------ Record excerpts ------

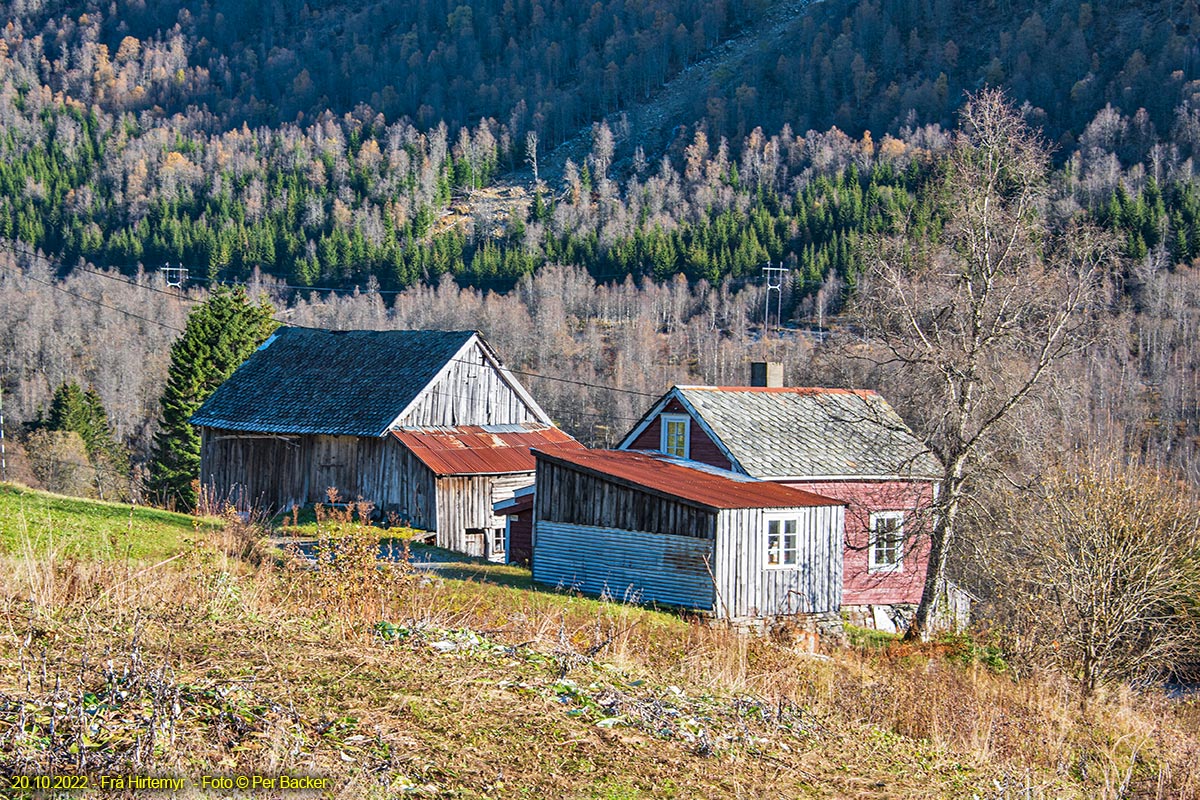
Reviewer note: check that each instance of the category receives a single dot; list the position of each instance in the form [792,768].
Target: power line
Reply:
[91,300]
[172,294]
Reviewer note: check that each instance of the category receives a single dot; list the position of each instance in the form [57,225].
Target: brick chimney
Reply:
[767,373]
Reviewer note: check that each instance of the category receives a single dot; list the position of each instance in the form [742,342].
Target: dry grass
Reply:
[406,683]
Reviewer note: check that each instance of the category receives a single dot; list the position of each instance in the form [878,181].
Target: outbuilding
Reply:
[427,426]
[651,528]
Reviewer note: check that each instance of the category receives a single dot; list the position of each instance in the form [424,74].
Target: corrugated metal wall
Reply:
[747,587]
[634,566]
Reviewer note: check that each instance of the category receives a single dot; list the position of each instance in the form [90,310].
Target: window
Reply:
[676,428]
[783,542]
[886,546]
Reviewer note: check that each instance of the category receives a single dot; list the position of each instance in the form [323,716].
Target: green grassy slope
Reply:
[37,522]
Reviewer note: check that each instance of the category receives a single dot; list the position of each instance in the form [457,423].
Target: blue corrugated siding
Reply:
[634,566]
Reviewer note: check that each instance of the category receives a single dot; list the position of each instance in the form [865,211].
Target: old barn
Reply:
[649,528]
[425,425]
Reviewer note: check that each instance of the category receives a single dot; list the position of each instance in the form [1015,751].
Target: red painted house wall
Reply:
[700,446]
[861,587]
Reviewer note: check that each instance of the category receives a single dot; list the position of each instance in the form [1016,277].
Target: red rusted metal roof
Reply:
[687,480]
[481,449]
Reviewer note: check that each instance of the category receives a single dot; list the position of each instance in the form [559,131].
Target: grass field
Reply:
[399,681]
[37,522]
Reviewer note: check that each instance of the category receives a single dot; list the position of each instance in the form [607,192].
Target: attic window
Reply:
[783,542]
[676,429]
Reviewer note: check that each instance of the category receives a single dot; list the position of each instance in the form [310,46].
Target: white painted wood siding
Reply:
[747,587]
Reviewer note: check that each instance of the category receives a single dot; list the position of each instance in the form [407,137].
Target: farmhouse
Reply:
[844,444]
[426,425]
[651,528]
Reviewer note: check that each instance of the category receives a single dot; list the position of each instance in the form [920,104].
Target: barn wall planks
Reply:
[469,392]
[634,566]
[466,503]
[277,471]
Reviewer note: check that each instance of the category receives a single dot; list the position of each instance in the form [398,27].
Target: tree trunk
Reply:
[939,552]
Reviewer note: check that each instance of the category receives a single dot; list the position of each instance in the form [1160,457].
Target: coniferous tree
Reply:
[73,409]
[220,335]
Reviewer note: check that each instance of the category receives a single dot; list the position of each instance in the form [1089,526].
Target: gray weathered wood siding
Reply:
[466,501]
[570,495]
[399,482]
[748,587]
[275,473]
[603,536]
[469,391]
[627,565]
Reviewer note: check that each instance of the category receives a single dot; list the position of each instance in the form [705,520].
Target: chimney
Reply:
[767,373]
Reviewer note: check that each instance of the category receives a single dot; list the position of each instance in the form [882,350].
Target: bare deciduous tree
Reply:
[964,330]
[1109,582]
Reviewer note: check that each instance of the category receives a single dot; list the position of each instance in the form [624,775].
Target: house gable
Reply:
[702,443]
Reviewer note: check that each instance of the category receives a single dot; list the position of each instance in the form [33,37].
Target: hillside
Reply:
[408,683]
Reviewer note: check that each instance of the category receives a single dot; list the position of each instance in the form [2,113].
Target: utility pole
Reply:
[174,276]
[4,457]
[775,277]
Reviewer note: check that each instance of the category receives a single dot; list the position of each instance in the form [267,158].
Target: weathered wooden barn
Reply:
[425,425]
[844,444]
[649,528]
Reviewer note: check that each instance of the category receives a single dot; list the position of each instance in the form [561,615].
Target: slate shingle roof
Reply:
[348,383]
[777,433]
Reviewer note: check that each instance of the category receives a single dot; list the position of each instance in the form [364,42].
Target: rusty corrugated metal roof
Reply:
[481,449]
[688,480]
[793,432]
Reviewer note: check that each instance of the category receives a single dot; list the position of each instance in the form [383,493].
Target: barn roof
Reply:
[805,433]
[685,480]
[481,450]
[347,383]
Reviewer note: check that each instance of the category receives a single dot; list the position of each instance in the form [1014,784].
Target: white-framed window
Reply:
[676,434]
[783,541]
[886,545]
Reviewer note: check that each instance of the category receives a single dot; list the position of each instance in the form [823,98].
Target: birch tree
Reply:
[965,330]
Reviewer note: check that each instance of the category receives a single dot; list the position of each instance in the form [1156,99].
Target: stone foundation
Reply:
[803,632]
[892,618]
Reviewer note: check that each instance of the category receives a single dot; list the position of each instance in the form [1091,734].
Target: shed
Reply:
[651,528]
[426,425]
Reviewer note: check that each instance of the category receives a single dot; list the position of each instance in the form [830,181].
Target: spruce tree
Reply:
[73,409]
[221,334]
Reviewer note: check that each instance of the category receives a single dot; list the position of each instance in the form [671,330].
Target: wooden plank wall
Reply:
[633,566]
[397,482]
[747,587]
[469,392]
[580,498]
[275,473]
[466,501]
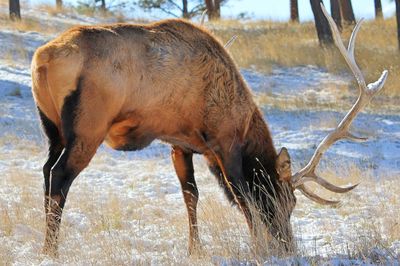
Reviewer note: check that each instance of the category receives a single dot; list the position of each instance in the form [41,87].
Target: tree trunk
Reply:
[213,9]
[321,24]
[336,14]
[59,4]
[347,12]
[185,13]
[398,21]
[294,11]
[378,9]
[15,13]
[217,7]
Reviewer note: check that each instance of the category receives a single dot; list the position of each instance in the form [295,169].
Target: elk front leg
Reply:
[183,164]
[230,163]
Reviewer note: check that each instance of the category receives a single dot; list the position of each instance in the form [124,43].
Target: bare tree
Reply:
[347,12]
[321,24]
[213,9]
[294,11]
[336,13]
[175,8]
[15,10]
[378,9]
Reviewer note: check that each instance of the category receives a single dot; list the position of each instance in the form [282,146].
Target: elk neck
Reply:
[259,154]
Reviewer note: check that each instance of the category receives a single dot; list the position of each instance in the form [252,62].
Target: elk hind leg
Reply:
[183,165]
[80,146]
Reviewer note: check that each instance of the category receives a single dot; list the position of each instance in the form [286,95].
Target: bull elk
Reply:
[171,80]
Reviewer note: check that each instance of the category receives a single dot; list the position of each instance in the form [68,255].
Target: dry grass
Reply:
[263,44]
[103,226]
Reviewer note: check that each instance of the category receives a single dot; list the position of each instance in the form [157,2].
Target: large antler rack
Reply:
[366,93]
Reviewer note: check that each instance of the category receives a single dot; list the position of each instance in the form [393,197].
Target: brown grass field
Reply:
[121,212]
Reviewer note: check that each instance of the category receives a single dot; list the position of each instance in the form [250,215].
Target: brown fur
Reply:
[169,80]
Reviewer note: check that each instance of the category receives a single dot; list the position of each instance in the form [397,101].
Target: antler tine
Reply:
[315,197]
[348,56]
[342,130]
[353,37]
[328,185]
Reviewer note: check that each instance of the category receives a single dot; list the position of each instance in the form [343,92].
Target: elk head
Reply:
[308,174]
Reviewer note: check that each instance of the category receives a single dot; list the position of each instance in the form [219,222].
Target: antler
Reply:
[366,93]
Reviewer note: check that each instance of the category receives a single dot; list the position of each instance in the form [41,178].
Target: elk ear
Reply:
[283,165]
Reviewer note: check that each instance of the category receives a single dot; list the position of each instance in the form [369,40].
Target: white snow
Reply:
[146,178]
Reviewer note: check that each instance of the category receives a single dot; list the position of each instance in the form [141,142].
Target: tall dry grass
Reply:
[104,225]
[262,44]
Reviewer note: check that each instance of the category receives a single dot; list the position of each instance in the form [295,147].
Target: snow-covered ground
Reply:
[134,202]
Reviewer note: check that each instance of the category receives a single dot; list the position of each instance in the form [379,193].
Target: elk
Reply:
[129,84]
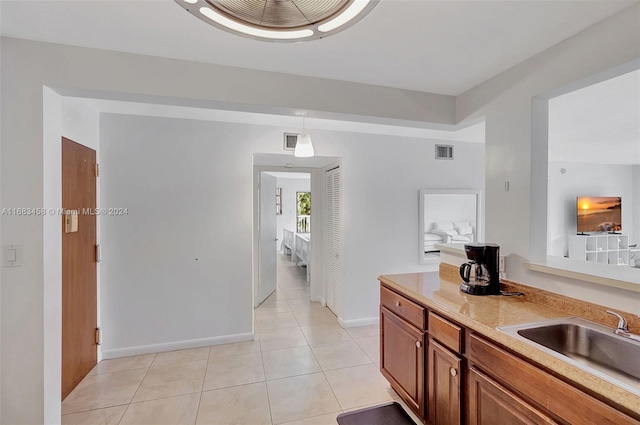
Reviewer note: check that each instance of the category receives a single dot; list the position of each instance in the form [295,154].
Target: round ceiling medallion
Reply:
[280,20]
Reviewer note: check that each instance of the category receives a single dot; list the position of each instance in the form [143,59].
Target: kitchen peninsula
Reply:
[442,353]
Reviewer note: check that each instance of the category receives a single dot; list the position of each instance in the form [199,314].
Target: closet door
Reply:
[334,261]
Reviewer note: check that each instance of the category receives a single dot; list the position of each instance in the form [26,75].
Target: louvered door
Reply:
[334,261]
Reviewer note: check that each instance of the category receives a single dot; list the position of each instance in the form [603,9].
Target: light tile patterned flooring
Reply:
[302,369]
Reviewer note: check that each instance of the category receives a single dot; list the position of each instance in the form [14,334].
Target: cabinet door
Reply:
[490,404]
[402,358]
[443,377]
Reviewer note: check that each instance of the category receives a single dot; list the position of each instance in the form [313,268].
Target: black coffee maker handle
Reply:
[465,269]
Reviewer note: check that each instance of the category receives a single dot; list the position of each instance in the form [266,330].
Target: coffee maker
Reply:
[483,262]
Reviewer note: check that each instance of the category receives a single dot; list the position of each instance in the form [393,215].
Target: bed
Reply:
[302,251]
[288,241]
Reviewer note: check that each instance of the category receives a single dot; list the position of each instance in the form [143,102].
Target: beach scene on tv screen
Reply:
[599,214]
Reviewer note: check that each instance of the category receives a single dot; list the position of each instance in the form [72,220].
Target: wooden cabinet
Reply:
[444,389]
[541,389]
[491,403]
[402,356]
[450,375]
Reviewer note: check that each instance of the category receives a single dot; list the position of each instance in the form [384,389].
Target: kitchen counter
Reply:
[484,314]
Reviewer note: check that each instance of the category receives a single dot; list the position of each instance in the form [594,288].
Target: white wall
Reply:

------

§ Task description: Whenever the string "siding" shows up on a line of the listing, copy that line.

§ Result of this exercise:
Target: blue corrugated siding
Target: white painted wood siding
Target: gray weathered wood siding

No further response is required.